[Text section Boundary: Start]

Objective: To examine the maternal influences which determine large placental weight and a high ratio of placental weight to birthweight. These are known predictors of adult blood pressure.
Design: Retrospective analysis of routine obstetric and haematology department records for a large cohort of pregnant women.
Setting: John Radcliffe Hospital, Oxford.
Subjects: 8684 pregnant women who were delivered between January 1987 and January 1989 and whose records could be linked to the results of two or more pregnancy blood counts.
Main outcome measures: Placental weight and the ratio of placental weight to birthweight.
Results: Large placental weight was associated with a low maternal haemoglobin and a fall in maternal mean cell volume during pregnancy. The highest ratio of placental weight to birthweight occurred in the most anaemic women with the largest falls in mean cell volume. Large placental weight and a high ratio of placental weight to birthweight were also independently associated with a high maternal body mass index. Maternal smoking reduced placental weight, but increased the ratio of placental weight to birthweight.

[Text section Boundary: End]
[Data section Boundary: Start]

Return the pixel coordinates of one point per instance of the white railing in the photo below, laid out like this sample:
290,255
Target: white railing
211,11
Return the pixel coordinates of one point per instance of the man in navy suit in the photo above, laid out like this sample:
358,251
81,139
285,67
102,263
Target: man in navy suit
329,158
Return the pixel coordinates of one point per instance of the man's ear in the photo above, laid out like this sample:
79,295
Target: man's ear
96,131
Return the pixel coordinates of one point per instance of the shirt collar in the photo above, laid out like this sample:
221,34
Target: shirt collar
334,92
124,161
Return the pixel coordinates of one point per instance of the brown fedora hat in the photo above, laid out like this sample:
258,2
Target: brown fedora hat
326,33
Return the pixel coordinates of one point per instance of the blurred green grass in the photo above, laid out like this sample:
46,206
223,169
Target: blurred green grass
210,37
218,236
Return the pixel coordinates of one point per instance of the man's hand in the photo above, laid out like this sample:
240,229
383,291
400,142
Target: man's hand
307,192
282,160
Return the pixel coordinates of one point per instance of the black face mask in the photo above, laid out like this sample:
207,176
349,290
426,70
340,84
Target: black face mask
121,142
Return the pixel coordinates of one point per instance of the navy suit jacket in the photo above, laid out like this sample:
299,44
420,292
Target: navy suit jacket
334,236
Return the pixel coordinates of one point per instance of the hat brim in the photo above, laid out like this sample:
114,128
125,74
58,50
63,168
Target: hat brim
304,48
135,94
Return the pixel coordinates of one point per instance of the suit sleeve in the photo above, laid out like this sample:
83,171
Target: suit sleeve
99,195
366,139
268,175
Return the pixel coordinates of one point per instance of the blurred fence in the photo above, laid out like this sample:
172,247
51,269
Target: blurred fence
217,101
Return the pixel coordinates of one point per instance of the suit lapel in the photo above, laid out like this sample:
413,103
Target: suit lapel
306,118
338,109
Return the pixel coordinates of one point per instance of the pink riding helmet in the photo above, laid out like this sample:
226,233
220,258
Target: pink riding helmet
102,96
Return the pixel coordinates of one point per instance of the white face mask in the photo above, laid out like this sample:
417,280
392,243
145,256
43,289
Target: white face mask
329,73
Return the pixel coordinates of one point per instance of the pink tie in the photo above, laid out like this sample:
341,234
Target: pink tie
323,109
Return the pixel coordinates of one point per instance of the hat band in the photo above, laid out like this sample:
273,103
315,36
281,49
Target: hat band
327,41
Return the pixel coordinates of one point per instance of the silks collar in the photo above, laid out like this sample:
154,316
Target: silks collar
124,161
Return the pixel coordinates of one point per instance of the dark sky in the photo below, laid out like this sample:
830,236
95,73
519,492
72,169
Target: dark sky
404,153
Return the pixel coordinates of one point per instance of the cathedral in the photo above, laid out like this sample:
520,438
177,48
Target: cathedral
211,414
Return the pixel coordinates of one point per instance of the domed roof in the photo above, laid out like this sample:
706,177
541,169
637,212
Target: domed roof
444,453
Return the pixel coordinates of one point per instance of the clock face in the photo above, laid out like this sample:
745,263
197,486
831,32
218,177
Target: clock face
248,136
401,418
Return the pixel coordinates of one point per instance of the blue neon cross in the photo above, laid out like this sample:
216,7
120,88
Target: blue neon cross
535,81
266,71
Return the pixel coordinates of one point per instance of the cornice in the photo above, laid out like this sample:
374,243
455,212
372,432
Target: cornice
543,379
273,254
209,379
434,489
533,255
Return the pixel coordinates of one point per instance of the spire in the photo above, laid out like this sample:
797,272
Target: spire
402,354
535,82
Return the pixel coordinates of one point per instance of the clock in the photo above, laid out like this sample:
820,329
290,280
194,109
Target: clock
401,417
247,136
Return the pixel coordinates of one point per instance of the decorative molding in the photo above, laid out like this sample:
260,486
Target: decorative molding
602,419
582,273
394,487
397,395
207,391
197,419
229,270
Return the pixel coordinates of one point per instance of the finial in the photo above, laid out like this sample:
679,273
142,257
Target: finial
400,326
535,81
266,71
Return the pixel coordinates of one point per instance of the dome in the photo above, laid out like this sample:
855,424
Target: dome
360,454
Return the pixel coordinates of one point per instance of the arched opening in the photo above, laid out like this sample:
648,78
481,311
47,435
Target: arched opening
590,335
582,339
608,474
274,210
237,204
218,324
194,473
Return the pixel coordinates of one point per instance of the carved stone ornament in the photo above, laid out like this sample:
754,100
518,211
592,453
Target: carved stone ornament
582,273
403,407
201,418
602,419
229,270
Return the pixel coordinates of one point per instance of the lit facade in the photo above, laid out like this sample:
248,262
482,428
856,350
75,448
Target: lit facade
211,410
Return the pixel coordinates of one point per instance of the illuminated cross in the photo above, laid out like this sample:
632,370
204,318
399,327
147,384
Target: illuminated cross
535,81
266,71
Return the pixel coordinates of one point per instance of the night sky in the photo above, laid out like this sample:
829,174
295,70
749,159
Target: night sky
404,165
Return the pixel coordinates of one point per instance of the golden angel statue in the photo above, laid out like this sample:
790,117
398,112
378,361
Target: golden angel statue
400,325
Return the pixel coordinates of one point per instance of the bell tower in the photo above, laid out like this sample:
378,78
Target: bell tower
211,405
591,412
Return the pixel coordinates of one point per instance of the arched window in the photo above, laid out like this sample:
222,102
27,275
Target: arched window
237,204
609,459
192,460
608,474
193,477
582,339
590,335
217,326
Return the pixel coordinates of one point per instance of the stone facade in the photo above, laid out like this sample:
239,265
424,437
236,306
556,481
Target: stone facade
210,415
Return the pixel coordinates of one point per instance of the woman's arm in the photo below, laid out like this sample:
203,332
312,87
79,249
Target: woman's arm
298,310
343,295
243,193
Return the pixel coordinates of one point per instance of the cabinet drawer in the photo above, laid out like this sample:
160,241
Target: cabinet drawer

[Data section Boundary: End]

**Instructions**.
A. From the abstract on placental weight, return the passage that begins at the words "Design: Retrospective analysis" and stops after the words "pregnancy blood counts.".
B. For each statement below, state whether the abstract on placental weight agrees with it. Give yes or no, then quote the deciding words from the abstract.
(i) The study took place at John Radcliffe Hospital in Oxford.
(ii) Maternal smoking increased placental weight.
(iii) The women in the study were delivered between January 1987 and January 1989.
C. Extend the abstract on maternal influences and placental weight, starting after its final sentence.

**Results for each task**.
A.
Design: Retrospective analysis of routine obstetric and haematology department records for a large cohort of pregnant women.
Setting: John Radcliffe Hospital, Oxford.
Subjects: 8684 pregnant women who were delivered between January 1987 and January 1989 and whose records could be linked to the results of two or more pregnancy blood counts.

B.
(i) Yes: "Setting: John Radcliffe Hospital, Oxford."
(ii) No: "Maternal smoking reduced placental weight"
(iii) Yes: "delivered between January 1987 and January 1989"

C.
Conclusions: Anaemia and iron deficiency during pregnancy are associated with large placental weight and a high ratio of placental weight to birthweight. This points to maternal nutritional deficiency as a cause for discordance between placental and fetal growth. This may have important implications for the prevention of adult hypertension, which appears to have its origin in fetal life.